***** INFORMATION SHOWN

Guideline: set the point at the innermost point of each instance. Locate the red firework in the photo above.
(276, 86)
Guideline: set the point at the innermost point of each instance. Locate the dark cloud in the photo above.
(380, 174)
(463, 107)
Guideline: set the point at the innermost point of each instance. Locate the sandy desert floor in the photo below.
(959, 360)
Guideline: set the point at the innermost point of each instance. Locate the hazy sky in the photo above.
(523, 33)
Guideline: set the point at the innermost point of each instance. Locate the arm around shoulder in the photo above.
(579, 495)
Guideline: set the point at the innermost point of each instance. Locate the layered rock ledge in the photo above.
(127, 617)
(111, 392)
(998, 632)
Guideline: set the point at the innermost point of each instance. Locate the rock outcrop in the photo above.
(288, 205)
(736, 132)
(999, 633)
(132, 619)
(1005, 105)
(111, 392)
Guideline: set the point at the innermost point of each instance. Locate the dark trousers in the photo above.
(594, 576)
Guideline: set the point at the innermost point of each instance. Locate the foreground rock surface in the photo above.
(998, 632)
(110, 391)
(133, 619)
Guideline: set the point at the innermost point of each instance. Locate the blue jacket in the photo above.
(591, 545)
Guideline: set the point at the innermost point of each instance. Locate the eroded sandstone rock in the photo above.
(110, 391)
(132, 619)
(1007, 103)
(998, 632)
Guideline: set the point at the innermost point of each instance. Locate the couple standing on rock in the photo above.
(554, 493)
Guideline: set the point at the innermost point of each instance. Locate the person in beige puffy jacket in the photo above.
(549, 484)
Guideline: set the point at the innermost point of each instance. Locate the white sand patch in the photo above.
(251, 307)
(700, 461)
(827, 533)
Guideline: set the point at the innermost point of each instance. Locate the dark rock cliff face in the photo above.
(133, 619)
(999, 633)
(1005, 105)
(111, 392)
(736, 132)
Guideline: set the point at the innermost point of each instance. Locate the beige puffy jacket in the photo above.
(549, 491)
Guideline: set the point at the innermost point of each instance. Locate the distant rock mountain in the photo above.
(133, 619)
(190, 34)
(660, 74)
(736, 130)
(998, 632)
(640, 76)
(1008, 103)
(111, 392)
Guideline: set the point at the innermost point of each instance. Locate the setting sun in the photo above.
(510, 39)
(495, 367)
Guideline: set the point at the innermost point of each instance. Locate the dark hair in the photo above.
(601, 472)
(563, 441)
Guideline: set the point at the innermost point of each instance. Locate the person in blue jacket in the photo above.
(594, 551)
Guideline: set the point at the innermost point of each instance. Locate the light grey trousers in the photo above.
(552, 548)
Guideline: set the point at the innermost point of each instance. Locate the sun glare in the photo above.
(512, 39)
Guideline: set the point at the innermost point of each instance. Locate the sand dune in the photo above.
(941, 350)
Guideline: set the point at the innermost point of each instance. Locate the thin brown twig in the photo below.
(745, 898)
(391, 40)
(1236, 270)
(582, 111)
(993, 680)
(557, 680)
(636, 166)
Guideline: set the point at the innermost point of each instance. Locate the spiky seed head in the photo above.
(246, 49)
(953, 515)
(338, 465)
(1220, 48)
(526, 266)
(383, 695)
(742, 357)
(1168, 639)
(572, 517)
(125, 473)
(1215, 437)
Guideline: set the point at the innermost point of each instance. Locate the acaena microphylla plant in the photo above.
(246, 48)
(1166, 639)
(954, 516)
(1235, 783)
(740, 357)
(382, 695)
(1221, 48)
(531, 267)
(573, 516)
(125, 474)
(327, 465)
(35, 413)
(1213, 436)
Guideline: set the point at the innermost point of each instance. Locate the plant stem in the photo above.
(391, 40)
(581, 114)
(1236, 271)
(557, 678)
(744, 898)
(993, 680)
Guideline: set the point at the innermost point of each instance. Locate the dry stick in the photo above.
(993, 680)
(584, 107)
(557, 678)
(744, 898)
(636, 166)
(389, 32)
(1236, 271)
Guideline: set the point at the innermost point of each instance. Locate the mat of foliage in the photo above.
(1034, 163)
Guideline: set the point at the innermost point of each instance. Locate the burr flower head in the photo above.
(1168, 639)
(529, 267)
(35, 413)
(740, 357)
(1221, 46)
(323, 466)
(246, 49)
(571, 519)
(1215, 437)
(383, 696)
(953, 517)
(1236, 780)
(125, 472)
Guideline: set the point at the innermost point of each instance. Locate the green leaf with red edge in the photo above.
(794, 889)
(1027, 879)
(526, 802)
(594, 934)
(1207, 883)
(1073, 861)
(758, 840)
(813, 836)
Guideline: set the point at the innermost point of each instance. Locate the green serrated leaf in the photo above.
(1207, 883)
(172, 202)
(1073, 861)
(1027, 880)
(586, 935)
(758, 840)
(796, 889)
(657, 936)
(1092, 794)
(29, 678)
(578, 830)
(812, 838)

**********

*PROBLEM*
For this exercise, output the entries above exactly as written.

*TASK RESULT*
Guideline: set the point at the innermost point of each instance. Locate the red firework in the photo above.
(276, 86)
Guideline: set the point at the innermost point of each instance. Locate the dark cloud in the photo above.
(380, 174)
(463, 107)
Guideline: set the point at the innermost point of each instance. Locate the sandy desert floor in the photo below.
(959, 360)
Guideline: set the point at the innermost point of each instance. Locate the hazy sky in the photo above.
(523, 33)
Guideline: set the point at the innermost point of each instance. Locate the arm around shoulder in the photo above.
(579, 495)
Guideline: set the point at the innermost point of each instance. Locate the layered rock ledge in the photo above.
(127, 617)
(111, 392)
(998, 632)
Guideline: set the point at the innermost point of each instance. Locate the rock outcrop in the photo above.
(288, 205)
(736, 132)
(999, 633)
(132, 619)
(1005, 105)
(111, 392)
Guideline: set the point at the innermost point of each instance. Locate the dark trousers in the photo above.
(594, 576)
Guideline: set the point at the innermost point of each instance. Locate the foreground rock surface in the photo above.
(998, 632)
(110, 391)
(133, 619)
Guideline: set the point at the innermost point of each instance. Locate the blue jacket in the photo above.
(591, 545)
Guideline: set the point at the innermost point of each instance. Locate the eroded sandstone rock in the photo above.
(110, 391)
(132, 619)
(1007, 103)
(998, 632)
Guideline: set the point at the innermost point of each instance. Locate the couple standing on rock in the photo above.
(554, 493)
Guideline: set the point at the innermost point of each instance. Locate the person in beige puffy jacket in the photo above.
(549, 484)
Guideline: set the point at the innermost point of each instance. Locate the white sand patch in the photo above.
(251, 307)
(700, 461)
(827, 533)
Guideline: set the point at the innermost point of each instance. Locate the dark rock cliff face in the photo above.
(133, 619)
(999, 633)
(1005, 105)
(111, 392)
(736, 132)
Guideline: set the point at the innermost point of each instance. Locate the beige puffy jacket in the photo above.
(549, 491)
Guideline: set the point at the innermost point of each instance. Locate the distant rock mountain in the photo above.
(133, 619)
(190, 34)
(660, 74)
(736, 130)
(998, 632)
(640, 76)
(1008, 103)
(111, 392)
Guideline: set the point at the innermost point of each instance. Locate the setting sun in the photo above.
(510, 39)
(495, 367)
Guideline: set the point at the innermost point of each instance. Locate the dark hair in the photo above.
(601, 472)
(563, 441)
Guideline: set the point at the innermost point of each instance. Locate the person in blue jacket in the photo above.
(594, 551)
Guideline: set the point at the innermost point of each instance. Locate the light grey trousers in the photo above.
(552, 548)
Guideline: set the point at the innermost point of each instance. Locate the sun glare in the photo above.
(512, 39)
Guideline: set the point at the innermost point of each instance. Locate the sand dune in the photo above.
(941, 350)
Guideline: set the point at the innermost point of each instance. Locate the thin brown twig in the photo below.
(745, 898)
(391, 40)
(1236, 270)
(582, 111)
(993, 680)
(557, 680)
(636, 166)
Guideline: set the point at the innermost point of each instance. Locate the spiky seed head in the photo above.
(246, 49)
(953, 515)
(338, 465)
(1220, 48)
(526, 266)
(383, 695)
(742, 357)
(1168, 639)
(572, 517)
(125, 473)
(1215, 437)
Guideline: set the point at the innermost point of each instance. Locate the acaena microphylla plant in the photo above.
(246, 48)
(1166, 639)
(954, 516)
(1235, 783)
(740, 357)
(382, 695)
(1221, 48)
(531, 267)
(573, 516)
(125, 474)
(327, 465)
(35, 413)
(1213, 436)
Guideline: set the point at the innermost point of each instance. Locate the plant stem in the photo above.
(391, 40)
(581, 114)
(1236, 271)
(557, 678)
(744, 898)
(993, 680)
Guideline: set the point at the innermost point of each instance. Locate the dry stick in the photo above.
(993, 680)
(584, 107)
(557, 678)
(744, 898)
(636, 166)
(389, 32)
(1236, 271)
Guideline: set the point at the innermost point of each instance. Locate the mat of foliage in the photo above.
(1034, 163)
Guideline: set the point at the innermost point of each instance. Locate the burr flower head in the photo above.
(1168, 639)
(529, 267)
(35, 413)
(740, 357)
(1221, 46)
(323, 466)
(246, 49)
(571, 519)
(1215, 437)
(383, 696)
(953, 517)
(1236, 780)
(125, 472)
Guideline: set the point at the innermost point of each instance. Locate the green leaf with red edge in the photo above.
(794, 889)
(1027, 879)
(526, 802)
(594, 934)
(1207, 883)
(1073, 861)
(758, 840)
(813, 836)
Guideline: set the point at the innermost point of each instance. Locate the green serrated leaf in the photo above.
(1207, 883)
(172, 202)
(1073, 861)
(1027, 880)
(586, 935)
(758, 840)
(796, 889)
(657, 936)
(1092, 794)
(29, 678)
(578, 830)
(812, 838)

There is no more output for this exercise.